▶ What this task involves: Exactly reproduce the line containing "Reviewer note: every instance of the seated" together with every line after it, through the end of the entries, and give nothing more.

▶ Record set:
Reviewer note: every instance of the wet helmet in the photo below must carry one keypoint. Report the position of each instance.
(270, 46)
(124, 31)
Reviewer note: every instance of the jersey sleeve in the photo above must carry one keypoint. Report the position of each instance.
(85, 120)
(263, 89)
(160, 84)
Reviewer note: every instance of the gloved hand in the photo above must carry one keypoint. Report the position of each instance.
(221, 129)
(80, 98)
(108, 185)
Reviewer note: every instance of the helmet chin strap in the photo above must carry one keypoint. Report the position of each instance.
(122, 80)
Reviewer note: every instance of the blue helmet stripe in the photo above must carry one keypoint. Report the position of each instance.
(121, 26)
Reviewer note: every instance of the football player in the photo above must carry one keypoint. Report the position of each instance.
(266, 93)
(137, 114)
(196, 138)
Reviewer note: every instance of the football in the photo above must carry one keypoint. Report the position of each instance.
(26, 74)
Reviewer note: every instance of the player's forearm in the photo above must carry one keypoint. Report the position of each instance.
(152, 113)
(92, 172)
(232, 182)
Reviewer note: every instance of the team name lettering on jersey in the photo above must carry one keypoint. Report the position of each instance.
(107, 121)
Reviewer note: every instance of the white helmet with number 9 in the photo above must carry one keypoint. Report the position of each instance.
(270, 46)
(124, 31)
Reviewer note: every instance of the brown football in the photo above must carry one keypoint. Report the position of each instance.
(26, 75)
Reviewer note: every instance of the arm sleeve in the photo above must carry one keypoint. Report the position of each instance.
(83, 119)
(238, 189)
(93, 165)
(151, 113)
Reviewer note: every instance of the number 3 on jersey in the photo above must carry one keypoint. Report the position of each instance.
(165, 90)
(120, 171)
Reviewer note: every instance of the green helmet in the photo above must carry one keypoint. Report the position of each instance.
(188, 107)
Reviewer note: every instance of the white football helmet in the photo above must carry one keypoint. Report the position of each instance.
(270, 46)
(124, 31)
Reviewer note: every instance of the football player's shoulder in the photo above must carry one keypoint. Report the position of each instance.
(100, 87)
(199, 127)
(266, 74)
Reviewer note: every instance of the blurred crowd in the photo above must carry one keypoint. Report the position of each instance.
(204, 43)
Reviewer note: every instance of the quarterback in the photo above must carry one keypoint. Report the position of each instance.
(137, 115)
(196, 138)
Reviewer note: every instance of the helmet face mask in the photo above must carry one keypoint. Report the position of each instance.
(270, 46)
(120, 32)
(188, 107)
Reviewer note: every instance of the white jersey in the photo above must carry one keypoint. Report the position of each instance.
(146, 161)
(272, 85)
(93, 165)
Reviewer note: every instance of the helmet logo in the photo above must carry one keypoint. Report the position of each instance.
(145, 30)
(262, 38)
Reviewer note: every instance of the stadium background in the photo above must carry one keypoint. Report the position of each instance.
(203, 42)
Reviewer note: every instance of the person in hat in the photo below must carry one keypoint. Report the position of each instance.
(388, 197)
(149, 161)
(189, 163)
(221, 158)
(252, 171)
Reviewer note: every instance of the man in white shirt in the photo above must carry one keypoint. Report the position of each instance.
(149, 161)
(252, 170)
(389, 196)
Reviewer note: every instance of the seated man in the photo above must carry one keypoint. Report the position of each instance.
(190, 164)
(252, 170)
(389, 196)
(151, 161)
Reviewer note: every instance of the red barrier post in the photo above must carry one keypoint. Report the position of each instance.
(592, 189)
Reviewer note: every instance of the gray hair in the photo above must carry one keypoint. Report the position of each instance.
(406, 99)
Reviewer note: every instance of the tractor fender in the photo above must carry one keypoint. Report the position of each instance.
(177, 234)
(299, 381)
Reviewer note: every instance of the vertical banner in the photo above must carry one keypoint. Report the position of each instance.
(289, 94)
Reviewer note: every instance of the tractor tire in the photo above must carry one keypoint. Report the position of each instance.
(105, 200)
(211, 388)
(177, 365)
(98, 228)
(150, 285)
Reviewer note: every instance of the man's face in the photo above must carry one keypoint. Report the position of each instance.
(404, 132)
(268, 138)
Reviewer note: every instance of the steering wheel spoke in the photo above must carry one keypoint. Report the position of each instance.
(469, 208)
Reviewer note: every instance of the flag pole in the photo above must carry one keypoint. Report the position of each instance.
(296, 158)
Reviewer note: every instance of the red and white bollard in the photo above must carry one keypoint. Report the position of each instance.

▶ Task response:
Reviewer note: every instance of the seated man in the photo above must carry one keypoint. Report the position of each instance.
(190, 164)
(252, 170)
(389, 196)
(151, 161)
Reviewer note: every instance of the red barrier post in the photo above must carry one keypoint. Report the position of each instance.
(592, 189)
Reviewer note: every instance of the gray hair in the photo above must carry one keypoint. Report the position of each instance.
(406, 99)
Reviewer note: every instance of the tractor fender in the photo above must carry one keypoint. Report the position of each instance.
(177, 234)
(299, 381)
Reviewer note: every instance of the vertical banner in the photo above must carry one keypoint. Report the position of each instance.
(289, 94)
Reviewer note: every instance of the tractor tire in the photo above must carry one keypoint. Report the position of each instance.
(105, 200)
(211, 388)
(177, 365)
(98, 228)
(150, 285)
Reviewer note: every instance of the man's face in the photo above must carry one keypoint. Report the position of each instance.
(404, 132)
(268, 138)
Reviewer note: every instance of the steering wheel spoke in the photo above must carry one keypoint. Report the position of each instance.
(469, 208)
Reviewer note: every instance of the flag pole in the photo above must carry one keypoint. Report the position of each instance.
(296, 158)
Reviewer note: every instance of the red and white bollard in the photo above must carry one keypoint. Report the position of each instance.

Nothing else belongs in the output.